#### [DOCUMENT PASSAGE]
Here’s a tip that’ll help you with public speaking, from a presentation to a conference to a meeting to a TEDx talk (okay maybe we’re not there yet). We’ve confirmed, focusing on nodders while you speak works. Thank you, nodders!


The future is closer than ever and each new AI we get to know gives us a glimpse of how this future might be. Character.AI lets you create any character you want that you and other users can communicate with. Need a learning partner to ask you questions? No problem. Need a therapist? They got you covered. Collaboration between humans and robots is just getting started and it feels surreal.


“What if” is a tough game to play. It’s also a never-ending game because there’ll always be a new “what if” in every situation you find yourself in. But what if (we said it), instead of trying to win, you stop playing it all together. Here is a Savvy Psychologist podcast episode about it. One easy solution to stop asking “what if” is to keep in mind the difference between probability (likely to happen) and possibility (could happen). Forget possibility, focus on probability.

Sunday With…



The author of Great Founders Write: Principles for Clear Thinking, Confident Writing, and Startup Success. He also runs Damn Gravity Media, a book publisher for entrepreneurs and creatives.

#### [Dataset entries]
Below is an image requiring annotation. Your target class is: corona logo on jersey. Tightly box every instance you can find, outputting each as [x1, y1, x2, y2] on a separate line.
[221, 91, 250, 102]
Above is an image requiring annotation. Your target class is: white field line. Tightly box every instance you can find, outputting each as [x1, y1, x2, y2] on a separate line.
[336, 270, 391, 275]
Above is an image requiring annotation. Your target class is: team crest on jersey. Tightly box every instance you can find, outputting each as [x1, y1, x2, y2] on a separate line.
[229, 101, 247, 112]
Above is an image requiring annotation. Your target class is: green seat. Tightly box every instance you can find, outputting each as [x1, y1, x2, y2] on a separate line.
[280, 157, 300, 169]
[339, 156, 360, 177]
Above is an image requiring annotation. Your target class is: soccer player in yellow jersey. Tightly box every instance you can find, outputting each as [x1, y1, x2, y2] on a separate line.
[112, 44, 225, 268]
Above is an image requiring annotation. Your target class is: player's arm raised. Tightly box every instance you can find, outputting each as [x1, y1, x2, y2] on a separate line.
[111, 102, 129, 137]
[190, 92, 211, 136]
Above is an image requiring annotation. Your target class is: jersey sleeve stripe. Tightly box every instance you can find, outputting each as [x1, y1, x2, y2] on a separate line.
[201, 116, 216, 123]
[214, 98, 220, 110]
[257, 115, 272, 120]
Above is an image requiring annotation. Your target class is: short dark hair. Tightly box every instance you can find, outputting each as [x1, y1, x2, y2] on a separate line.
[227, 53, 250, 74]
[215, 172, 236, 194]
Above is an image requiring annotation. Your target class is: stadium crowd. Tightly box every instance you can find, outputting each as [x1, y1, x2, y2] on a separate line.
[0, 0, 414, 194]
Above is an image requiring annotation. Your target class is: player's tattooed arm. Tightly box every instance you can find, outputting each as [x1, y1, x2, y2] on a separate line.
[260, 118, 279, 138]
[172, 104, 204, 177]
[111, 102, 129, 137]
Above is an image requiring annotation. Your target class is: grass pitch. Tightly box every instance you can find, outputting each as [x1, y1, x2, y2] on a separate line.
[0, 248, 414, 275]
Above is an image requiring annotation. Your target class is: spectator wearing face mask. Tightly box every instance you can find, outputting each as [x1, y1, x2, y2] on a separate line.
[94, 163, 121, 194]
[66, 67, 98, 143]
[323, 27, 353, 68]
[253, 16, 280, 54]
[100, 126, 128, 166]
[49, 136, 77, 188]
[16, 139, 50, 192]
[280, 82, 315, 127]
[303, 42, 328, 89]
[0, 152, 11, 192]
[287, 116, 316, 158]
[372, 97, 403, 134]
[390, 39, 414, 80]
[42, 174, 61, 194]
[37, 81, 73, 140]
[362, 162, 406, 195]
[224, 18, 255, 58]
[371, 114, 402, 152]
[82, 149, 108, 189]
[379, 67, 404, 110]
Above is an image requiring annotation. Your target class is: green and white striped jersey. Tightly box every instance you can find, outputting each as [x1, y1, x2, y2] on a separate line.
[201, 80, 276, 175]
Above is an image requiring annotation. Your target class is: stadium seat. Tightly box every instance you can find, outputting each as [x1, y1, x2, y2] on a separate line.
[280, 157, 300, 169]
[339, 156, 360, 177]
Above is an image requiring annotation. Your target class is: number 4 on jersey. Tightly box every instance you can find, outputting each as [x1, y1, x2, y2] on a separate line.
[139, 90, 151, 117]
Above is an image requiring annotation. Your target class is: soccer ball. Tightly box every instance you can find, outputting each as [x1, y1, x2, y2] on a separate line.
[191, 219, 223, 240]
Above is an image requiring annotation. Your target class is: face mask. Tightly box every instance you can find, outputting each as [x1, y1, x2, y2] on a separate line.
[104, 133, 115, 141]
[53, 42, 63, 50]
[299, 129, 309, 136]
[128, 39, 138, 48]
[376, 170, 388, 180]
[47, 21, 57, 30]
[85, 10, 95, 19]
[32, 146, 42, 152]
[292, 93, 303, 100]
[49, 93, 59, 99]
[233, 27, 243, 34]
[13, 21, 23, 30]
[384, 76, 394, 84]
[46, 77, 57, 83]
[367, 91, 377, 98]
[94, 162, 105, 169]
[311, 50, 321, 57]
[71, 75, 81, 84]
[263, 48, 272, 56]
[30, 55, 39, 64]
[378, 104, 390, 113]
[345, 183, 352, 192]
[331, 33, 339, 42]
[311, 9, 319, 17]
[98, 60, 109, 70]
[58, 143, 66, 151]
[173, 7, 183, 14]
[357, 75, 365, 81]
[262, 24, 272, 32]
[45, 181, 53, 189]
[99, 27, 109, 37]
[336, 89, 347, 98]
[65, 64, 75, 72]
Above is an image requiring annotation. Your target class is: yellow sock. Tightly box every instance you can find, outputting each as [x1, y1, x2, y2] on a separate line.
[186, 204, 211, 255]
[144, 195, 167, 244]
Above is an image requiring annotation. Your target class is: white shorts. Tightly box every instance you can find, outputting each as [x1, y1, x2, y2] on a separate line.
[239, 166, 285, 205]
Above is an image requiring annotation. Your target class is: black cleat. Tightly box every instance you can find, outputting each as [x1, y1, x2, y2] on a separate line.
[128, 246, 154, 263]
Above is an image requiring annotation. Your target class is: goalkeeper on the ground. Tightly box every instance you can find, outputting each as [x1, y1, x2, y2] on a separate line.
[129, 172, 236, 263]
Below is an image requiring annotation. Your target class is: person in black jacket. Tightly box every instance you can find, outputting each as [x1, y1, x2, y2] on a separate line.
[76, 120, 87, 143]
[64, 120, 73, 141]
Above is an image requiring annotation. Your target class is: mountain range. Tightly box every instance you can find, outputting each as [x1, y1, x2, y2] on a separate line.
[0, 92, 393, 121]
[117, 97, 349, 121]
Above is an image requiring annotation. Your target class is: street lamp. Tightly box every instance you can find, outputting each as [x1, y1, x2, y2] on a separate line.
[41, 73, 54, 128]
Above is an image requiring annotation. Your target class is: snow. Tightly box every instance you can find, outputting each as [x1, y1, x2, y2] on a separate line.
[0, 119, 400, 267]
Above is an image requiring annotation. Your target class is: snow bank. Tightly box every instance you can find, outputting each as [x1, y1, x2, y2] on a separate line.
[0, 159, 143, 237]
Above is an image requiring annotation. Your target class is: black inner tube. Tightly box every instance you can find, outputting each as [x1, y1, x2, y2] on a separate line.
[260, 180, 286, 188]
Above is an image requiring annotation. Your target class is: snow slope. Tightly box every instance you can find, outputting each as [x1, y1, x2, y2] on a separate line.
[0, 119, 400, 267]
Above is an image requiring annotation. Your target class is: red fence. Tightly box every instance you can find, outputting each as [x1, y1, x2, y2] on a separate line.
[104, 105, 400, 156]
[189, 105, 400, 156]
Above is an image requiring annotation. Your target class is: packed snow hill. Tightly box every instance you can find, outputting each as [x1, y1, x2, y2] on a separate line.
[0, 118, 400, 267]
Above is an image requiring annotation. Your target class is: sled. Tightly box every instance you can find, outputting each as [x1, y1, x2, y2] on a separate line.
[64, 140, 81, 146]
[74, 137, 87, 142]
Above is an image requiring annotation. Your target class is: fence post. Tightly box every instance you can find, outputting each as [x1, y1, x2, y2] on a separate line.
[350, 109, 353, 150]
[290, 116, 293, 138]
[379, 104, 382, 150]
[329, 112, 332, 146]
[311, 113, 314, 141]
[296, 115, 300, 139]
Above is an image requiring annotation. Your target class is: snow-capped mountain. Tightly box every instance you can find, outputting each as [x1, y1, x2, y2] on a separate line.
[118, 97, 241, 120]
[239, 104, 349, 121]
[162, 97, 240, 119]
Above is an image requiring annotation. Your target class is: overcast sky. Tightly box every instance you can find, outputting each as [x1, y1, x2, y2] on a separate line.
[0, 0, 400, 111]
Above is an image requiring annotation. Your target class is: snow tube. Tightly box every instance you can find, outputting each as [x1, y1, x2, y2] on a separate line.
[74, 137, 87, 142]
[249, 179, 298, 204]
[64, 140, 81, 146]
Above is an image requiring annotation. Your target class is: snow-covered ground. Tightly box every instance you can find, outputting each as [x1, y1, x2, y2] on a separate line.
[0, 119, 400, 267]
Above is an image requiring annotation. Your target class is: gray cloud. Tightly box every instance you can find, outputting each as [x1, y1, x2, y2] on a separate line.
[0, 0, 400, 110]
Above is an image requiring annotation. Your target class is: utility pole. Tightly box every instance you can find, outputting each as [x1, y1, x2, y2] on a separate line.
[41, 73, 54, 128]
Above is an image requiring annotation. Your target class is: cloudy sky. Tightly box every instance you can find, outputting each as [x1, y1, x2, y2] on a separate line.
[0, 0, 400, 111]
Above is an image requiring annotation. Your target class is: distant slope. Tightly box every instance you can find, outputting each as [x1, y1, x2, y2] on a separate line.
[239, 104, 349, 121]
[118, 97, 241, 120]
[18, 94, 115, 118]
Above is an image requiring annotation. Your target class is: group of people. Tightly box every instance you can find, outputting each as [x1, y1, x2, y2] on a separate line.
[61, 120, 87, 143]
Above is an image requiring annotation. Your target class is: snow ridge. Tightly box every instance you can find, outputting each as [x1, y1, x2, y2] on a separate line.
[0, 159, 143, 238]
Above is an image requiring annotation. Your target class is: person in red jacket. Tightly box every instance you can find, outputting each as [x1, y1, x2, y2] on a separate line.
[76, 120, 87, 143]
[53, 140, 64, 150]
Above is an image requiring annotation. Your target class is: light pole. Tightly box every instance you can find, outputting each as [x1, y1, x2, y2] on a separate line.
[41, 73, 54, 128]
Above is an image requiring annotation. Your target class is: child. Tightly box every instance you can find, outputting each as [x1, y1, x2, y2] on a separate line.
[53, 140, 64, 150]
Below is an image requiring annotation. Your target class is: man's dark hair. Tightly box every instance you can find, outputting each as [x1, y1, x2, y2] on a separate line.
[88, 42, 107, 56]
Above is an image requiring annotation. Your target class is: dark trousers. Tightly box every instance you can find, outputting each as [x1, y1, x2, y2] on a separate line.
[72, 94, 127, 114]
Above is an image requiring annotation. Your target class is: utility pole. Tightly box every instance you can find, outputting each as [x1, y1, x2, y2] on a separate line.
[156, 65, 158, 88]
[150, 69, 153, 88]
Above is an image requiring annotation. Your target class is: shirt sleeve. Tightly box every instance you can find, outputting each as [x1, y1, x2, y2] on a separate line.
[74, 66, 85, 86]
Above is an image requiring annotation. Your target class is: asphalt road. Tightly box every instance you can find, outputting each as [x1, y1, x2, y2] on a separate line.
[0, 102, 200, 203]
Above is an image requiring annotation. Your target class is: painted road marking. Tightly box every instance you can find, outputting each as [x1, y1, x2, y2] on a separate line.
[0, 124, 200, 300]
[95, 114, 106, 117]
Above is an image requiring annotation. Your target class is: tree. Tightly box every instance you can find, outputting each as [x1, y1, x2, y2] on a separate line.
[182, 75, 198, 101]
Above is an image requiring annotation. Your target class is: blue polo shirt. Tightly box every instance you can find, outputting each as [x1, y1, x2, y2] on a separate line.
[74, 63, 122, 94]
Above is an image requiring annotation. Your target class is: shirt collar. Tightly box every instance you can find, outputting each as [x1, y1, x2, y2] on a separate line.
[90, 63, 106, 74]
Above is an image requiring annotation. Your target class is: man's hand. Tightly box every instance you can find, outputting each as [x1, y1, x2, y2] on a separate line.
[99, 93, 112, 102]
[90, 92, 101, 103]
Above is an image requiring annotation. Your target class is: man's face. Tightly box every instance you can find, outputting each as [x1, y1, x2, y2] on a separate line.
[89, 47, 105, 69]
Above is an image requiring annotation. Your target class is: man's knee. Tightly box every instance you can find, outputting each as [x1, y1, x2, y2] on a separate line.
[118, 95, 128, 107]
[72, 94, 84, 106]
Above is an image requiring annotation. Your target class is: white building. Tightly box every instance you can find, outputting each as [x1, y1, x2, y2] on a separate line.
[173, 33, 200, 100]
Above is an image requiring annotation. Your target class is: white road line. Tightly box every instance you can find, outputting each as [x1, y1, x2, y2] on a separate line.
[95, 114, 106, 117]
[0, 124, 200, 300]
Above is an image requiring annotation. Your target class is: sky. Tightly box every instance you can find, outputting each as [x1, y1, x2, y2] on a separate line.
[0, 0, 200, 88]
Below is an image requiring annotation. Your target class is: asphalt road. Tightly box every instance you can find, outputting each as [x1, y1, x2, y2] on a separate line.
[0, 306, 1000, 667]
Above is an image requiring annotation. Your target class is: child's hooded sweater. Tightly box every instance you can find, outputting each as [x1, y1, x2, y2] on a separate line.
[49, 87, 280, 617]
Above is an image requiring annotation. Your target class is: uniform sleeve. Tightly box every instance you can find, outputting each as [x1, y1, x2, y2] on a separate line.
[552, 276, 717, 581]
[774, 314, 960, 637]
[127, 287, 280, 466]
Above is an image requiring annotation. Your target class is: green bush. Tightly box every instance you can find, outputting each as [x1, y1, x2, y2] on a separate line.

#### [ABOUT THIS TASK]
Please copy the passage between "Here’s a tip that’ll" and "it feels surreal.", inclusive, renaming every "nodders" as "listeners". The records are separate material, unconnected to the passage.

#### [FINISHED EXERCISE]
Here’s a tip that’ll help you with public speaking, from a presentation to a conference to a meeting to a TEDx talk (okay maybe we’re not there yet). We’ve confirmed, focusing on listeners while you speak works. Thank you, listeners!


The future is closer than ever and each new AI we get to know gives us a glimpse of how this future might be. Character.AI lets you create any character you want that you and other users can communicate with. Need a learning partner to ask you questions? No problem. Need a therapist? They got you covered. Collaboration between humans and robots is just getting started and it feels surreal.